Tim-1-Fc protects Bm12-derived cardiac grafts from rejection in T-bet deficient recipients. A: Survival rate of Bm12-derived cardiac grafts in T-bet^-/- recipients after treating with Tim-1-Fc or control IgG (n=5 for each study group). B: Results for H&E staining and vasculopathy scores of cardiac grafts after day 14 of transplantation. C: Relative expression levels for IL-2, IL-4, IFN-γ, IL-17, CD11b and CD3 in the grafts after 14 days of transplantation. D: Serum levels for cytokines IL4, IFN-γ and IL-17 in the recipient mice. All data are presented as means ± SD, and 3 replications were included for each assay.

Figure 3

Tim-1-Fc inhibits the number of effector T cells. A: Flow cytometry analysis of lymphocytes in the periphery blood of T-bet^-/- recipients. Tim-1-Fc treatment significantly reduced the number of CD44^hiCD62^low effecter T cells. B: Flow cytometry data for regulatory T cells. Addition of Tim-1-Fc did not affect the number of regulatory T cells. All experiments were conducted with 3 replications. *, P<0.01.

Figure 4

The impact of Tim-1-Fc administration on DC number and maturation. A: Tim-1-Fc treatment did not result in a significant change for the number of splenic DCs and MHC II expressions. B: Flow cytometry data for CD80 and CD86 expressions. Data are a representative of 3 independent experiments conducted.

Figure 5

Tim-1-Fc suppresses Th17 cell differentiation. Bm12-derived cardiac grafts were implanted into T-bet^-/- recipients, and Tim-1-Fc or control IgG were administered as described earlier. The recipient mice were sacrificed 14 day after transplantation, and splenic T cells were prepared for flow cytometry analysis of Th17 production. A: Results for IL-17 producing Th17 cells. Splenic T cells were stained for CD4 and then co-stained for IL-17, IL-4 and IFN-γ, respectively. A significant reduction for CD4 Th17 cells was noted in Tim-1-Fc treated recipient mice. B: Results for flow cytometry analysis of IL-17 producing CD8 T cells. The above prepared splenic T cells were first stained for CD8 and then co-stained for IL-17. Staining of CD4 Th17 cells was used as a control. No detectable change was noted for IL-17 producing CD8 T cells. C: Tim-1-Fc dose-dependently suppressed the production of CD4 Th17 cells. CD4 naive T cells were cultured under Th17 condition in the presence of different doses of Tim-1-Fc or control IgG for 3 days, and then subjected to flow cytometry analysis of Th17 production. D: Tim-1-Fc attenuated DC induced Th17 differentiation. CD4 naive T cells were induced for Th17 differentiation with DCs in the presence of Tim-1-Fc or control IgG as described. All data are shown as means ± SD of 3 independent experiments conducted.

-- Work request 1 --
According to the Tim-1-Fc figure legends, how many recipients were in each study group for the graft survival comparison?
-- Work request 2 --
Resume the Tim-1-Fc figure legends right after their last sentence.
The material that comes after this text is not needed for the work here.

-- Extracted data --
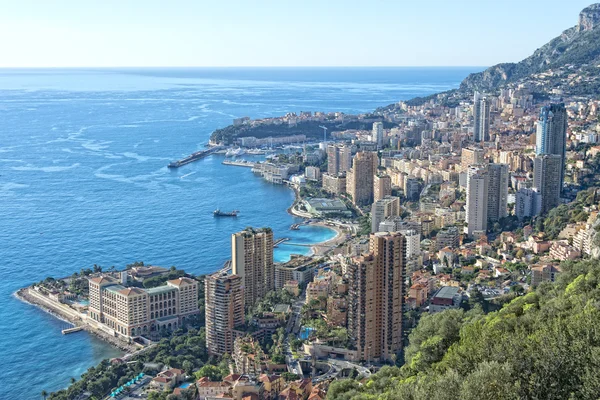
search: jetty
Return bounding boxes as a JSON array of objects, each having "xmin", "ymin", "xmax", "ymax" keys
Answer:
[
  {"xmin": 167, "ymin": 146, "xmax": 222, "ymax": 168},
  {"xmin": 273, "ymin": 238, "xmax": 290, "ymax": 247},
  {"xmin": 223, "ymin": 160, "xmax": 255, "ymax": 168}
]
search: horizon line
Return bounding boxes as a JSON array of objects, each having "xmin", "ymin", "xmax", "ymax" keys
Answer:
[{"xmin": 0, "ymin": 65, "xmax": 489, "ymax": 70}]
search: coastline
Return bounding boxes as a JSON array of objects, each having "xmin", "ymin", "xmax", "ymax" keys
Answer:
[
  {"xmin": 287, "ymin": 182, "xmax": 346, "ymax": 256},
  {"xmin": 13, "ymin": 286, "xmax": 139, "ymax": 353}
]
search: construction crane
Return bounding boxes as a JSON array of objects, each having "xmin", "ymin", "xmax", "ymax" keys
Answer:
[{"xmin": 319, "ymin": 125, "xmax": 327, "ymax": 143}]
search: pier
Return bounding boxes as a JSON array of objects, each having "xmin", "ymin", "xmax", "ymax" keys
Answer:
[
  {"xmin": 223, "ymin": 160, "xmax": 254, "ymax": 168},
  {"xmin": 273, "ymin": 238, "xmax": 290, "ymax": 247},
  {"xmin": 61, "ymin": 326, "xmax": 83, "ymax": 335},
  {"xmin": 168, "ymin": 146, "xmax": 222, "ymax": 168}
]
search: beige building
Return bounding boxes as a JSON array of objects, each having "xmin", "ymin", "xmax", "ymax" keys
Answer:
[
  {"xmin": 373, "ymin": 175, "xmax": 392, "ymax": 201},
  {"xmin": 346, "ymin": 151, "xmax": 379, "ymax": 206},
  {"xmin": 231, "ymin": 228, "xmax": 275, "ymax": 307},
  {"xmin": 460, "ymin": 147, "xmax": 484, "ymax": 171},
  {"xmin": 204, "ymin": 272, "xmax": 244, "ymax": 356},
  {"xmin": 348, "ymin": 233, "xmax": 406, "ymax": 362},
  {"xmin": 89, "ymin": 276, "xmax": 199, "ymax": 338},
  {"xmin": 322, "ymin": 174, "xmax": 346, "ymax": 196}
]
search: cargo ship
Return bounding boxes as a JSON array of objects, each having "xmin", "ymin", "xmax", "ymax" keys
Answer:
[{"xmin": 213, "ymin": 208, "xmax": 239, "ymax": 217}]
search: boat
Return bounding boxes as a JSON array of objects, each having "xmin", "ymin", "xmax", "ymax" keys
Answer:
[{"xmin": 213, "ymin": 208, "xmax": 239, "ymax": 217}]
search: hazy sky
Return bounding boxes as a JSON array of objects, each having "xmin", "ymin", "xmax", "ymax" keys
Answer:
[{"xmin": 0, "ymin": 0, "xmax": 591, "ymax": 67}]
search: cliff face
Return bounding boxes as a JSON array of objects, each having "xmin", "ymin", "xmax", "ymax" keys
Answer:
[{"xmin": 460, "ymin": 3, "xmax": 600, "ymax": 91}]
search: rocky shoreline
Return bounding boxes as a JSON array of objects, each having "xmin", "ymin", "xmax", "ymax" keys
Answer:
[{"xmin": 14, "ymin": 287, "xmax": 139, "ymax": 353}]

-- Expected output 1 --
Each study group had five recipients (n=5).

-- Expected output 2 --
Figure 6

Tim-1-Fc confers protection against cardiac rejection relying on its effect on CD4 Th17 cells. A: Depletion of CD4 T cells diminished the protection conferred by Tim-1-Fc treatment. T-bet^-/- recipients were depleted for CD4 T cells and then implanted with Bm12-derived cardiac grafts along with administration of Tim-1-Fc or control IgG as described (n=5 for each study group). B: Administration of Tim-1-Fc provided protection for cardiac grafts against rejection in CD8 depleted T-bet^-/- recipients (n=5 for each study group). C: Results for intragraft cytokine expressions by real-time PCR. Data presented here are means ± SD of 3 independent experiments. D: Neutralization of IL-17 completely abolished the protection conferred by Tim-1-Fc (n=5 for each study group). IL-17 was neutralized with a mAb in T-bet^-/- recipients after receiving Bm12-derived cardiac grafts along with treatment of Tim-1-Fc or control IgG as described.